Top of Data under study

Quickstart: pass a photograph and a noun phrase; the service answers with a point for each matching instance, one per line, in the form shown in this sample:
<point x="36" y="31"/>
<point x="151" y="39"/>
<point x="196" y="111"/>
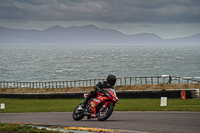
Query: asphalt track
<point x="139" y="121"/>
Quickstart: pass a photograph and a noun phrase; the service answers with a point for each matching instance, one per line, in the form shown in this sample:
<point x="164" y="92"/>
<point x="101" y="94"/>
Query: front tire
<point x="77" y="115"/>
<point x="104" y="115"/>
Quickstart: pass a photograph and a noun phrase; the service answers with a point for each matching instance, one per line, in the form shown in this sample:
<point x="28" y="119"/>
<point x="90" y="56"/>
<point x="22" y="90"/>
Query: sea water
<point x="68" y="63"/>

Bottom of Data under study

● About this exercise
Give back the data exactly. Pictures stay out.

● Reply
Quickstart: pass a photograph and a noun phrase; the service answers with a point for each matching instance, one per line, in the form shown in this sample:
<point x="36" y="31"/>
<point x="151" y="39"/>
<point x="196" y="111"/>
Query: asphalt track
<point x="139" y="121"/>
Quickstart: pass a photograph and a noun phrase; the service answers with a point for each matching instance, one per line, in the form shown in this sample:
<point x="164" y="92"/>
<point x="101" y="94"/>
Query: front tire
<point x="77" y="115"/>
<point x="104" y="115"/>
Quickstart: pass a photograph and a noun phrase; the service answers with a point for each matching instance, one per line, in the form shown in this sample:
<point x="28" y="119"/>
<point x="90" y="56"/>
<point x="22" y="90"/>
Query: sea water
<point x="68" y="63"/>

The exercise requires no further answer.